**Action item:**
The data below must be copied in full and without any change.

Records contained in a dataset:

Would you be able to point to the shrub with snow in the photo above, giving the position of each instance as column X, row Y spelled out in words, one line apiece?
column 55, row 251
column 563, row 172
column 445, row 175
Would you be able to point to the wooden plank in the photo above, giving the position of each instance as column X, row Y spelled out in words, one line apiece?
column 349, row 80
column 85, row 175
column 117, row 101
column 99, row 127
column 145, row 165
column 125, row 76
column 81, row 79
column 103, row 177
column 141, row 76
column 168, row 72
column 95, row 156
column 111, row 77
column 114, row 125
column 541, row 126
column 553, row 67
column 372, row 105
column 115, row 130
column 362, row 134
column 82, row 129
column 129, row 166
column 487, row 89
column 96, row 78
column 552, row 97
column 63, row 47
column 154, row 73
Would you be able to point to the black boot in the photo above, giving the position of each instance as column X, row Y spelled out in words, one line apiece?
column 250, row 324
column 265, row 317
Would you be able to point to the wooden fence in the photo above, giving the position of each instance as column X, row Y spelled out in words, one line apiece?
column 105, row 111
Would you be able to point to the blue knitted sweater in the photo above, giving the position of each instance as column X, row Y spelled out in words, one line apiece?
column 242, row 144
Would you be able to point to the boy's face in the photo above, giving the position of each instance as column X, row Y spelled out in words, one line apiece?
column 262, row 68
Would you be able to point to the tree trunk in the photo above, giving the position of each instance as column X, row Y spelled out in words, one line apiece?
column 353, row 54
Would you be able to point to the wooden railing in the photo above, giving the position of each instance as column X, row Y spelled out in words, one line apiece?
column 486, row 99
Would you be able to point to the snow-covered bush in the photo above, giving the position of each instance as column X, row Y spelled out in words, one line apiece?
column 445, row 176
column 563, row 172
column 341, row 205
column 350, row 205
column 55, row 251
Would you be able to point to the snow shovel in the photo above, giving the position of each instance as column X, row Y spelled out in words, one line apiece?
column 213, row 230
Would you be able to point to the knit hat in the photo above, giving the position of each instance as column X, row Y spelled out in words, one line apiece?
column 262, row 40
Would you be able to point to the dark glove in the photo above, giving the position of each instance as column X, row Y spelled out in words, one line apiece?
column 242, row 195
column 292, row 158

**Answer for the task:**
Would you be able to point to the shrub with snow in the photo above, giving the position of each instance as column X, row Y spelled out in words, one line apiece?
column 55, row 251
column 563, row 172
column 445, row 175
Would you be able to point to the wooden plank in the photo above, giving the position of each instance as column X, row Y spelled out in words, one line apiece?
column 349, row 80
column 85, row 175
column 117, row 101
column 99, row 127
column 145, row 165
column 125, row 76
column 81, row 79
column 103, row 177
column 141, row 76
column 168, row 72
column 95, row 156
column 111, row 77
column 114, row 125
column 541, row 126
column 553, row 67
column 372, row 105
column 115, row 130
column 362, row 134
column 82, row 129
column 129, row 166
column 487, row 89
column 96, row 78
column 552, row 97
column 63, row 47
column 154, row 73
Would you be able to point to the black boot in the photo above, giving the position of each instance as column X, row Y spelled out in words, one line apiece?
column 250, row 324
column 265, row 317
Would you be able to point to the wooden fence in the photo above, giving the position of each instance as column X, row Y spelled out in words, one line apiece?
column 105, row 111
Would you be able to point to the blue knitted sweater in the photo above, giving the position of each instance as column X, row Y spelled out in words, one line apiece?
column 242, row 144
Would you be able to point to the boy's face in the photo above, giving the position of each instance as column X, row Y spelled out in words, one line apiece?
column 262, row 68
Would you be able to point to the tree trunk in the photo above, giving the position of each instance as column X, row Y spelled out in words, one line apiece?
column 353, row 54
Would you be able to point to the wooden railing in the photo above, giving the position of each instance as column X, row Y spelled out in words, one line apiece?
column 486, row 99
Would you be able to point to the snow-covered bush in the photo above, giving the position of each instance as column X, row Y spelled out in words, one line apiece?
column 445, row 176
column 563, row 172
column 341, row 205
column 350, row 205
column 55, row 251
Would you be able to point to the snow shovel in the photo above, giving the position of each instance as column X, row Y spelled out in words, one line apiece?
column 213, row 230
Would you be able to point to the knit hat in the photo above, giving the position of each instance as column X, row Y spelled out in words, one line apiece?
column 262, row 40
Would you be able to point to the dark glove in the photo above, giving the position of each instance as column X, row Y spelled out in words, one line apiece?
column 242, row 195
column 292, row 158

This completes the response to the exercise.